Stored items
______

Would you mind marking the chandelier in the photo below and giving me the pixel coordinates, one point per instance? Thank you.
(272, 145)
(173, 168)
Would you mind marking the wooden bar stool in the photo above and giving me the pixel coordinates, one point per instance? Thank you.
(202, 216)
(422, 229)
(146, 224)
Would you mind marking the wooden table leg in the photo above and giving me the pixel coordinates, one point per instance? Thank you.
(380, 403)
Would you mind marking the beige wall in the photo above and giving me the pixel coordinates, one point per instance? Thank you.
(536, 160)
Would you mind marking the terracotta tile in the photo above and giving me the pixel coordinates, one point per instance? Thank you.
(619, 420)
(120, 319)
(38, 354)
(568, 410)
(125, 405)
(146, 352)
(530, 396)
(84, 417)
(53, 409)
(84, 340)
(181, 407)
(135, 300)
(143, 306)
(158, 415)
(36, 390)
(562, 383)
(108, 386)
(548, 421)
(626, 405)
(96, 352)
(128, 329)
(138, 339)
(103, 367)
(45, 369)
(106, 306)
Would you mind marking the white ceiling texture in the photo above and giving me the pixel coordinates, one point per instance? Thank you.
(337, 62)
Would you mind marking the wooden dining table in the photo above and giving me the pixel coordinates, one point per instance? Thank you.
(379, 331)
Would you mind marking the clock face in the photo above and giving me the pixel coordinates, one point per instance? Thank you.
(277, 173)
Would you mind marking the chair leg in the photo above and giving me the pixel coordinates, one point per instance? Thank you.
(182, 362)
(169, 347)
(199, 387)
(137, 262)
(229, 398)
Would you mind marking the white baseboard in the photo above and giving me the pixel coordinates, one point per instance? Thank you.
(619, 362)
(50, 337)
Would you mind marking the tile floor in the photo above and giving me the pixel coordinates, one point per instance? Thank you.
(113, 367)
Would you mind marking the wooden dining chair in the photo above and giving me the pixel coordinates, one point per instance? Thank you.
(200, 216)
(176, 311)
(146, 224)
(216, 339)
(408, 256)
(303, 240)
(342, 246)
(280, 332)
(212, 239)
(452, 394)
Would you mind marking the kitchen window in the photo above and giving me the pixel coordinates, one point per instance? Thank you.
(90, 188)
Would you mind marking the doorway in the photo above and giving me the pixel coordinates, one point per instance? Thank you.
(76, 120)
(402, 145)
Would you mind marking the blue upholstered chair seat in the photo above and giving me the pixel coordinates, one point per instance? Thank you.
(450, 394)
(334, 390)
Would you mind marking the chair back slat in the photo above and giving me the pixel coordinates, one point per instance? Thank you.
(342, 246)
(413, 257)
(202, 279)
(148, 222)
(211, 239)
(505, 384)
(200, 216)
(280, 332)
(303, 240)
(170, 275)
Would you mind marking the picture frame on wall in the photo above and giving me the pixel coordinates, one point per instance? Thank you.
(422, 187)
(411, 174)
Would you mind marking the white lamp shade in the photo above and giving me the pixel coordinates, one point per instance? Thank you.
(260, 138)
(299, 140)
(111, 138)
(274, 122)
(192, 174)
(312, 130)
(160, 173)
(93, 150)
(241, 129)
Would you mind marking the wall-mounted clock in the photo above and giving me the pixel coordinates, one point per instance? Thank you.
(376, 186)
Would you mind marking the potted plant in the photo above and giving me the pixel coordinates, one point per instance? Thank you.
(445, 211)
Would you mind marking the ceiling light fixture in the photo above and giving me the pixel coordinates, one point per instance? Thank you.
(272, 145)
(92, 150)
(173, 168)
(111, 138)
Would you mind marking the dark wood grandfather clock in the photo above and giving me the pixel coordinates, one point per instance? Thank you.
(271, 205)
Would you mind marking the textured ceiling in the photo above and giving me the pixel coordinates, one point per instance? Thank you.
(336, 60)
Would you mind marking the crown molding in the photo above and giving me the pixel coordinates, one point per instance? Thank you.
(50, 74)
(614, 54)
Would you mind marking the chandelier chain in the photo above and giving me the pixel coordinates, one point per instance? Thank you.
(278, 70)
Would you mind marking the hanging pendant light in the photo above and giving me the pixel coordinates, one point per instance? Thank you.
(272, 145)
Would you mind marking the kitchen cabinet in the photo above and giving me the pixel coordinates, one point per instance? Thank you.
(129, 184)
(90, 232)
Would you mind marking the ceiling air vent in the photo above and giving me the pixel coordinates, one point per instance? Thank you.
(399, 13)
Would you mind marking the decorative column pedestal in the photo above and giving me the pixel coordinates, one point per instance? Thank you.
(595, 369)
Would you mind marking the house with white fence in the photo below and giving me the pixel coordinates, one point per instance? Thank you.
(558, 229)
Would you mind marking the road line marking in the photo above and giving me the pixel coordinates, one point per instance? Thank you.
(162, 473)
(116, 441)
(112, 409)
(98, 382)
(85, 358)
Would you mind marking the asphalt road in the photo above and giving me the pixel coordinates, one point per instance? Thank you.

______

Problem requirements
Print out all the entries precisely as written.

Exercise answer
Would you mind marking the chandelier in the photo below and giving me the pixel coordinates, one point per instance? Thank you.
(272, 145)
(173, 168)
Would you mind marking the wooden bar stool in the photo above and giving me the pixel coordinates, one point per instance? Thank you.
(202, 216)
(422, 229)
(146, 224)
Would you mind marking the wooden table leg in the photo above and giving me the pixel coordinates, one point per instance? Thank you.
(380, 403)
Would you mind marking the beige wall in the photo above and giving me the pixel coordinates, one point per instance? Thank you.
(536, 160)
Would you mind marking the terracotta tile in the photo above and giving me the pixel coordinates, one point per instance? Thank you.
(619, 420)
(120, 319)
(38, 354)
(568, 410)
(125, 405)
(146, 352)
(530, 396)
(84, 417)
(53, 409)
(84, 340)
(181, 407)
(135, 300)
(143, 306)
(158, 415)
(36, 390)
(562, 383)
(108, 386)
(548, 421)
(626, 405)
(96, 352)
(128, 329)
(138, 339)
(103, 367)
(45, 369)
(106, 306)
Would you mind marking the white ceiling texture in the photo above and giving me the pixel coordinates, one point per instance? Thank you.
(337, 62)
Would you mind marking the wooden dining table in the photo above and giving me the pixel coordinates, one point per instance? Thank you.
(379, 331)
Would you mind marking the clock face in the photo above and giving me the pixel coordinates, one point per instance? Thank you.
(277, 173)
Would you mind marking the chair leg in the photo above and giving me the pixel coordinates, one point per instance? Thank you.
(182, 362)
(169, 347)
(199, 387)
(137, 262)
(229, 398)
Would you mind marking the white baseboard in the photo above and giving me the pixel coordinates, one point per instance? Thank you.
(619, 362)
(50, 337)
Would you mind marking the tile floor in the photo above and giving me the pixel coordinates, one point per instance? Thank you.
(113, 367)
Would you mind marking the wooden dining chair in the photo above and giving me the pixel coordinates, one point per instance? Thank you.
(200, 216)
(176, 311)
(146, 224)
(216, 339)
(408, 256)
(303, 240)
(342, 246)
(280, 332)
(212, 239)
(452, 394)
Would you mind marking the kitchen window in the photo above and giving me the pixel coordinates, one point per instance? Thank you.
(90, 188)
Would you mind marking the doorway in the photo above and giving me the pixel coordinates, one point per instance? Thank you.
(76, 120)
(402, 145)
Would you mind marking the blue upholstered chair seat in the photo above and giving me the pixel coordinates, one point per instance? Thank you.
(450, 394)
(334, 390)
Would you mind marking the chair back slat in the photo above and giving me the pixel coordinates, one point per instance? Thank you.
(342, 246)
(413, 257)
(202, 279)
(148, 222)
(211, 239)
(505, 384)
(200, 216)
(280, 332)
(303, 240)
(170, 275)
Would you mind marking the picture frame on wall in the photo above and giving me the pixel coordinates, one point per instance? Thank you.
(422, 187)
(411, 174)
Would you mind marking the white lamp shade in the photo above and giving me the pixel coordinates, one point per instance? Thank you.
(260, 138)
(299, 140)
(111, 138)
(274, 122)
(192, 174)
(312, 130)
(160, 173)
(93, 150)
(241, 129)
Would you mind marking the wall-mounted clock in the photo above and giving me the pixel coordinates, one point per instance? Thank you.
(376, 186)
Would you mind marking the potted plant in the photo above and giving me the pixel coordinates, one point per instance? Thank you.
(445, 211)
Would you mind marking the ceiling light fixture in the photo above and giving me the pixel coordinates, one point per instance? Thank you.
(272, 145)
(92, 150)
(173, 168)
(111, 138)
Would you mind marking the dark wood grandfather clock in the photo above and giving me the pixel coordinates, one point per instance? Thank you.
(271, 205)
Would you mind marking the textured ceiling in the photo above and giving me the pixel coordinates, one point per instance? Thank you.
(336, 60)
Would you mind marking the crown molding in the photo above and giving me the pixel coordinates, one point per instance? Thank you.
(50, 74)
(614, 54)
Would you mind marking the chandelier chain in the photo above and giving me the pixel coordinates, one point per instance? Thank you.
(278, 70)
Would you mind marking the hanging pendant light in the photo above and giving me the pixel coordinates, one point per instance? Thank you.
(272, 145)
Would you mind marking the kitchen cabinet in the photo above and giving me the pixel coordinates, one point per instance? Thank you.
(129, 184)
(90, 232)
Would you mind marking the ceiling air vent in the photo above and giving me the pixel coordinates, one point per instance? Thank you.
(399, 13)
Would you mind marking the decorative column pedestal in the photo above and giving me the pixel coordinates, one point per instance? Thank you.
(595, 369)
Would you mind marking the house with white fence in the photo below and giving me the pixel coordinates, one point per instance? Thank you.
(558, 229)
Would you mind marking the road line marking in the photo above and giving me the pixel coordinates, one point per instance? Thank you.
(162, 473)
(116, 441)
(112, 409)
(98, 382)
(85, 358)
Would you mind marking the asphalt road in the photo above and giving me the pixel coordinates, one point per instance? Thank you.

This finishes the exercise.